[start MATERIAL FOR THIS TASK]

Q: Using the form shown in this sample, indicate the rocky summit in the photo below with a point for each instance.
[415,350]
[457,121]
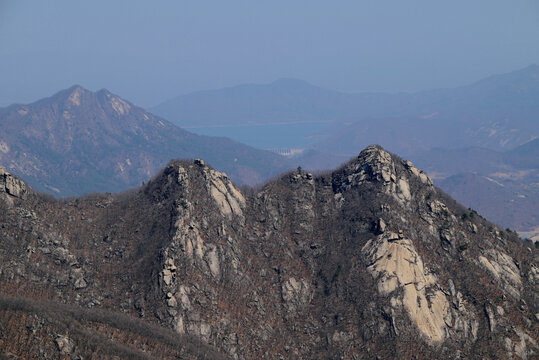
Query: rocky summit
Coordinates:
[370,261]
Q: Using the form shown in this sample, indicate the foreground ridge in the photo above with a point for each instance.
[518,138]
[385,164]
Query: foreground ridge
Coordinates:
[368,261]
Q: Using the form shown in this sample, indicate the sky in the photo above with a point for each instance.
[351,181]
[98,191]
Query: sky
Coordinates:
[151,51]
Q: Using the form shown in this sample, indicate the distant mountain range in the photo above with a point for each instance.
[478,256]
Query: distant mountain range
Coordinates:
[498,113]
[78,141]
[503,186]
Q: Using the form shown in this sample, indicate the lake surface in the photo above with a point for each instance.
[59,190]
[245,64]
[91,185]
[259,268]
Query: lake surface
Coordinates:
[274,136]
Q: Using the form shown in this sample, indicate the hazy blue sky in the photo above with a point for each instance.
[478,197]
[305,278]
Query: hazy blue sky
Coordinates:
[149,51]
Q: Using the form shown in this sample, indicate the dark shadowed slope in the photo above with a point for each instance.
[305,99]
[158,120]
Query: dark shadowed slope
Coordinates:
[367,261]
[79,141]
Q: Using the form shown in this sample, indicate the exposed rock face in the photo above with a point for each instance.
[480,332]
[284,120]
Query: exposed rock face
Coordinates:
[370,261]
[397,266]
[12,185]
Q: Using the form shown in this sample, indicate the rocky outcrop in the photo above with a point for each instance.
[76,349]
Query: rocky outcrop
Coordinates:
[12,185]
[400,273]
[369,261]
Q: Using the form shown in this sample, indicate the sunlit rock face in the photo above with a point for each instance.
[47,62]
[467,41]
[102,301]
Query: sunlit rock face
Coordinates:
[367,261]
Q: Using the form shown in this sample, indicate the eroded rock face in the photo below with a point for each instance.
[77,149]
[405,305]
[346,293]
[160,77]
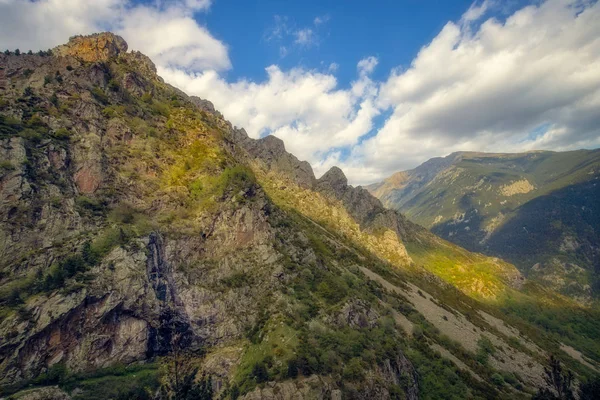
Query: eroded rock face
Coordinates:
[93,48]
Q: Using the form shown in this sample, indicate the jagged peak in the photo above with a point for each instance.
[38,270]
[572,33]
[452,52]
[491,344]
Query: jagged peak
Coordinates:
[335,176]
[92,48]
[273,144]
[334,180]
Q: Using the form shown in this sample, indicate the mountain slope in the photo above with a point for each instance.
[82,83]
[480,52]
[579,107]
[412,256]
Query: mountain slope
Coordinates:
[142,236]
[538,210]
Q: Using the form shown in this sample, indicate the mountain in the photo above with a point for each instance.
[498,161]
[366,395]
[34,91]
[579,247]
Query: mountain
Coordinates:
[151,250]
[538,210]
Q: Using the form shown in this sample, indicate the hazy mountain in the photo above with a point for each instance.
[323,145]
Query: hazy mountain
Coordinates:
[148,249]
[538,210]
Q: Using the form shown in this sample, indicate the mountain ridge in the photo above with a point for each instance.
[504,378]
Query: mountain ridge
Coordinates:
[454,200]
[163,236]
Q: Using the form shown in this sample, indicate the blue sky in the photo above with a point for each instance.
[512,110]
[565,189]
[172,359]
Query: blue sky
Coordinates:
[370,87]
[393,31]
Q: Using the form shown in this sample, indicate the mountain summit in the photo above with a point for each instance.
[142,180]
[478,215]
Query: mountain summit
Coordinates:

[end MATERIAL FOR THIS TASK]

*REQUIREMENT*:
Copy out exactly the lines from the one with "Q: Using the form shown in this sample, indicate the eroded" through the end of the listing, both ends included, omitting any picture.

*COMPLETE OUTPUT*:
Q: Using the form shown in this sample, indicate the eroded rock face in the photo below with a point for each instance.
[77,149]
[405,305]
[346,293]
[160,77]
Query: eroded rock face
Coordinates:
[93,48]
Q: Using the form shown in this sample, indicate the jagged peak in the photo above with a point for each instance.
[38,270]
[572,33]
[452,52]
[491,344]
Query: jagged peak
Coordinates:
[335,176]
[92,48]
[273,144]
[334,180]
Q: Using the form shown in this sample, indicate the mountain slope in the photo above with a point for each instance.
[82,83]
[480,52]
[579,107]
[412,256]
Query: mountain slope
Coordinates:
[142,236]
[538,210]
Q: Using the form shown in this sample, indicate the mountain in the photo above with a point for each instance.
[498,161]
[366,395]
[34,91]
[579,247]
Query: mountain
Coordinates:
[151,250]
[538,210]
Q: Using the form shown in this sample, indicate the hazy mountain in the photo above with a point for each instance.
[323,145]
Query: hazy mountain
Coordinates:
[148,249]
[538,210]
Q: Using the form shown in this sample, indicate the mountain ridge in the photo above with a point for each instance.
[504,378]
Query: mountain ridge
Coordinates:
[454,200]
[163,236]
Q: Using the form shown in this sample, indicate the blue sky in the photo above with a point for each instance.
[512,110]
[565,189]
[172,359]
Query: blue sky
Coordinates:
[370,87]
[393,31]
Q: Using the form shown in this sample, indicate the mountain summit in the photo above with a point for each instance.
[142,180]
[478,215]
Query: mountain summit
Coordinates:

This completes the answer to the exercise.